======== Text passage
To investigate how pressure, volume, and temperature of an ideal gas vary when one is held fixed and the others are varied.

To determine the value of absolute zero temperature on the Celsius scale

Equipment

Virtual Ideal Gas Apparatus PENCIL Graphing Software (e.g., Logger Pro)

Explore the Apparatus/Theory

Open the Virtual Ideal Gas Apparatus on the website.

Figure 1

The virtual Gas Laws Lab apparatus allows you to adjust the pressure, P, volume, V, temperature, T, and number of molecules, N of a gas and observe and measure the resulting effects on the other variables. Given that there are four variables, it would be hard to do a proper, controlled experiment if all four were allowed to vary at once. Thus we have a provision to control P, V, or T, allowing the other two to vary in response to changes in one another. N is naturally an independent variable since no amount of varying P, V, or T could change the number of molecules.

In the following exploration you’ll want to pay attention to what’s happening in the cylinder as well as to what’s happening to the gauges. If “Free For All” is not currently selected, select it now. This status choice makes it easier to get the apparatus in a given state. Drag the piston as far up as it will go and set the temperature somewhere between 0 and 50°C. You’ll notice that the temperature doesn’t change until you release the temperature slider. You’ll also notice that the coils wrapped around the cylinder change color to reflect their role in changing or maintaining the temperature of the gas. A fluid at your selected temperature is constantly flowing through the coils. When you change the temperature setting, the fluid’s temperature changes and warms or cools the gas accordingly.

Pressure vs. Volume with Constant Temperature

To see how pressure changes with changes in volume you’ll need to control the temperature, that is, hold it constant. Click the Temperature radio button. Try to adjust the temperature slider now. It’s locked.

Note: There will often be a delay when you try to change among the four modes – Free for all, constant temperature, constant volume, and constant pressure. If the system is undergoing a change, it has to come to equilibrium before you can make any other change. During this time the four radio buttons will dim and be disabled.

Decrease the volume of the gas by dragging the piston downward. Notice that the pressure increases, but the temperature doesn’t change. At least that’s what the pressure and temperature displays say. But can we tell by looking at the gas molecules? Let’s consider temperature first. When you study the kinetic theory of gasses you’ll learn that the temperature of an ideal gas is a measure of the average kinetic energy of the gas molecules. So our molecules are moving at a range of speeds, but their average KE is fixed for given temperature. So you shouldn’t see a change in their average speed when the volume is changed at constant temperature. To make that easier to see, we’ve included a single red molecule to keep an eye on. You should see that its speed is not affected by the change in pressure and volume. Try it. Move the piston up and down and notice that the red molecule maintains its speed.

Actually, this simulation has one weakness – the molecules don’t collide with one another as they should. We’ve omitted this interaction since some computers really slow down when this behavior is included.
================
======== Information provided
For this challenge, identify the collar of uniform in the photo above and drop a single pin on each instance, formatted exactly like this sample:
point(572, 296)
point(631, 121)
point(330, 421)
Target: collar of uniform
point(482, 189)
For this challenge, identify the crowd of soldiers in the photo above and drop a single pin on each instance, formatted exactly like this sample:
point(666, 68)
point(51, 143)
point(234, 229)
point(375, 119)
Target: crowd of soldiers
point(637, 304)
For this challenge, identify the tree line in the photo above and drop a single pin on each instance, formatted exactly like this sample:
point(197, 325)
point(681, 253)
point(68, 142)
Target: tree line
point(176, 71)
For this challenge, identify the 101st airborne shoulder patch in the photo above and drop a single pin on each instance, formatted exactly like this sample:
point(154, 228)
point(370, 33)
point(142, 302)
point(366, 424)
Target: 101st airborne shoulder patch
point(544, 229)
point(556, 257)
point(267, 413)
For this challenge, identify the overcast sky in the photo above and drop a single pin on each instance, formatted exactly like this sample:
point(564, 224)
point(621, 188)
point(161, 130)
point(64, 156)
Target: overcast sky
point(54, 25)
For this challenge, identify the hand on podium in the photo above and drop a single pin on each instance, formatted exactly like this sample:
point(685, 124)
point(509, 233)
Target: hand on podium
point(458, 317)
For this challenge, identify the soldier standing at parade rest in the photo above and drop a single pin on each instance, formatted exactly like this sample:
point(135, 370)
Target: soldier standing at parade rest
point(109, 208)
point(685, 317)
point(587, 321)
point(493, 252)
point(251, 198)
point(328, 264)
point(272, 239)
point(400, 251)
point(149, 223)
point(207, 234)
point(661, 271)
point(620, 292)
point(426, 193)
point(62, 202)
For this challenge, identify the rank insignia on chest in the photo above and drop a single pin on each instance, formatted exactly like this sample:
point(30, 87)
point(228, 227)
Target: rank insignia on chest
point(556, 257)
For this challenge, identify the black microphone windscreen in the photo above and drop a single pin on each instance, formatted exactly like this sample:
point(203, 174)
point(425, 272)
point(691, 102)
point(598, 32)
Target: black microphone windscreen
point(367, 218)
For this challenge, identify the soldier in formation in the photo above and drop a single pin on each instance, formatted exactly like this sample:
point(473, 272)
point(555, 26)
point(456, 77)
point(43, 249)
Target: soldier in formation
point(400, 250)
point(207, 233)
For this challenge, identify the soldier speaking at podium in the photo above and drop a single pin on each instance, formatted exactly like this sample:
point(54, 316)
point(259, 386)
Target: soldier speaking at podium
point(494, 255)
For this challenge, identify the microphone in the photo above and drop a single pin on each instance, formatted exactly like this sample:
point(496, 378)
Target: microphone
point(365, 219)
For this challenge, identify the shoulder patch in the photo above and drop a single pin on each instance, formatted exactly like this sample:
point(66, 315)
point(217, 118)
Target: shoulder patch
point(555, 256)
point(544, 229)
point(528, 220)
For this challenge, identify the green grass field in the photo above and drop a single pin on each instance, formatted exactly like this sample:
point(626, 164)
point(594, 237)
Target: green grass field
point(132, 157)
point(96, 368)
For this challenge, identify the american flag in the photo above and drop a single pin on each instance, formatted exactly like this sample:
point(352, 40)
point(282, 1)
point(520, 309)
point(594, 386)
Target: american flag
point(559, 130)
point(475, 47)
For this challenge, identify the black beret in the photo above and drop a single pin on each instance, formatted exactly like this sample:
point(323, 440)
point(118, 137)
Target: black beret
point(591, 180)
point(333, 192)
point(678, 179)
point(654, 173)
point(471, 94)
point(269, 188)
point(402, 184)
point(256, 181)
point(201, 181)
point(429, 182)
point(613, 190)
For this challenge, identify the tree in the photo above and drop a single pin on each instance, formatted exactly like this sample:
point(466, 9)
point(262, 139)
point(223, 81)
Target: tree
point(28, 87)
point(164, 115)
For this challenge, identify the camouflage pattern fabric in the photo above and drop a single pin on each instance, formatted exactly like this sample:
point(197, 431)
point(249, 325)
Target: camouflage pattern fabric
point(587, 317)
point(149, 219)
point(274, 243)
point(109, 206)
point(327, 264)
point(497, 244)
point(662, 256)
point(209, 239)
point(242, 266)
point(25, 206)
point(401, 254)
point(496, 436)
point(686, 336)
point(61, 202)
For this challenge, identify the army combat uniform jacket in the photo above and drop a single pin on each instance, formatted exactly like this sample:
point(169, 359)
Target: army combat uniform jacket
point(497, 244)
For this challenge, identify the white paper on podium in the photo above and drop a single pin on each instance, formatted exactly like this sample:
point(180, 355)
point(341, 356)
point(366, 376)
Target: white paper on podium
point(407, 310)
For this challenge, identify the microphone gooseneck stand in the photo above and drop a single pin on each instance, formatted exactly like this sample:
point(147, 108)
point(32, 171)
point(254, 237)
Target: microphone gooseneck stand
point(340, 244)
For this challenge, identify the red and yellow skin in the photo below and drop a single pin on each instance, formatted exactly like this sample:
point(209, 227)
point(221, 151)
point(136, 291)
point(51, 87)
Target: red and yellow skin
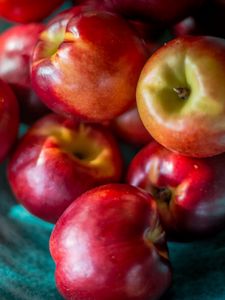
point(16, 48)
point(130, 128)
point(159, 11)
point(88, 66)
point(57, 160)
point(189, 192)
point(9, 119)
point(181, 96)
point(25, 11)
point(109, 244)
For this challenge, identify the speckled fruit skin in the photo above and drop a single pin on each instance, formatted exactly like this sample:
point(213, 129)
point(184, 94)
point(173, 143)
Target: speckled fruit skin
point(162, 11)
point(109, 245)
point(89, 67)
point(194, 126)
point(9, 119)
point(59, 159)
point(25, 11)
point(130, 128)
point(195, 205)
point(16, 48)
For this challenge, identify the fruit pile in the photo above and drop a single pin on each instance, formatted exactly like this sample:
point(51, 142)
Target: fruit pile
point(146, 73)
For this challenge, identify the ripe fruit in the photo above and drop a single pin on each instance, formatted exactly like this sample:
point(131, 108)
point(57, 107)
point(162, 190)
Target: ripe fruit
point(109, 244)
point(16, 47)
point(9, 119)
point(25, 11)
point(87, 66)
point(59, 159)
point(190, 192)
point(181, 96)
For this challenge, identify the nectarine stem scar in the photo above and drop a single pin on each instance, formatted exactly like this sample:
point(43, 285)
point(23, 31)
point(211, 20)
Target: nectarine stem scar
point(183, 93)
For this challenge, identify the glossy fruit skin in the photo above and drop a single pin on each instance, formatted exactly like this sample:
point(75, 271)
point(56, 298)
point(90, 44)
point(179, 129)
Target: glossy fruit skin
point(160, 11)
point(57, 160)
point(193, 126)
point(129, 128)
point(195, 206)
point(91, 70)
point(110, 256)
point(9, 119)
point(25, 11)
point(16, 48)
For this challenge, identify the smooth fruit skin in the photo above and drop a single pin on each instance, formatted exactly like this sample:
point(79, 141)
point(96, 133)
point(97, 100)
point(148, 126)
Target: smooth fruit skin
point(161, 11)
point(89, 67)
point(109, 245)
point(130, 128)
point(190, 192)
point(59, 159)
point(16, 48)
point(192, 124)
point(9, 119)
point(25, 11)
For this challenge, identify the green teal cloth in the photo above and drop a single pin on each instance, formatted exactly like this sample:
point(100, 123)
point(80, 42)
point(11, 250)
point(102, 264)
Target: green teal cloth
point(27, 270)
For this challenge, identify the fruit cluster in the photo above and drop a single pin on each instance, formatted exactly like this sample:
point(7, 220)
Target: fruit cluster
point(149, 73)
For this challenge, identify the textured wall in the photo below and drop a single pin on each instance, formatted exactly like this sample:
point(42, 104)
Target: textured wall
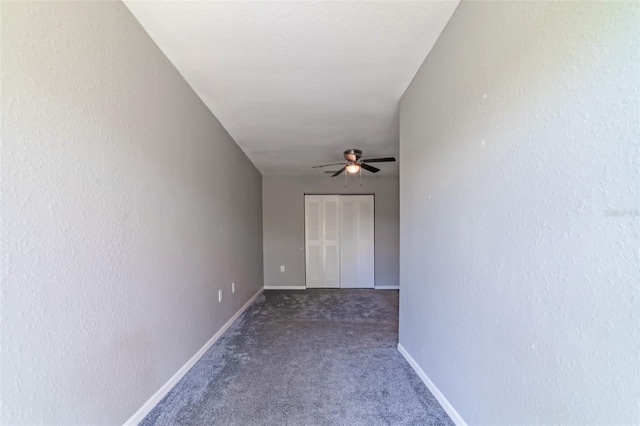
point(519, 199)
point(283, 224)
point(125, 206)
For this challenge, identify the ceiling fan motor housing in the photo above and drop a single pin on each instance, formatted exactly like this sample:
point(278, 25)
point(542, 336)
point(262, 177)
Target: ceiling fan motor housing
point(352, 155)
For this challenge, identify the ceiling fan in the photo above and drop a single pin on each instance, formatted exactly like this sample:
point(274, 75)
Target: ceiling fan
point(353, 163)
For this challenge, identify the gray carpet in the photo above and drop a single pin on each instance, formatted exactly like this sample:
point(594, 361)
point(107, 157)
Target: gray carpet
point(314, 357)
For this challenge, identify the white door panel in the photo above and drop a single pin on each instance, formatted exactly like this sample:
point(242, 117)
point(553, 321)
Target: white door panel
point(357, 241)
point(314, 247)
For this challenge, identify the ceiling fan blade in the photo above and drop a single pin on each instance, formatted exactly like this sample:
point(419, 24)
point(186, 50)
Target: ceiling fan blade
================
_Directives_:
- A) Please output the part of the ideal gas lab text between "To see how pressure" and "and be disabled.", inclusive.
- B) For each statement, say yes or no on whether it agrees with the ideal gas lab text, and quote the words that decide it. (i) The temperature of the gas changes while the temperature slider is still being dragged. (ii) A single red molecule is included so that changes in average speed are easier to see. (iii) The molecules in the simulation collide with one another.

_Solutions to the exercise_:
- A)
To see how pressure changes with changes in volume you’ll need to control the temperature, that is, hold it constant. Click the Temperature radio button. Try to adjust the temperature slider now. It’s locked.

Note: There will often be a delay when you try to change among the four modes – Free for all, constant temperature, constant volume, and constant pressure. If the system is undergoing a change, it has to come to equilibrium before you can make any other change. During this time the four radio buttons will dim and be disabled.

- B)
(i) No: "You’ll notice that the temperature doesn’t change until you release the temperature slider."
(ii) Yes: "To make that easier to see, we’ve included a single red molecule to keep an eye on."
(iii) No: "the molecules don’t collide with one another as they should."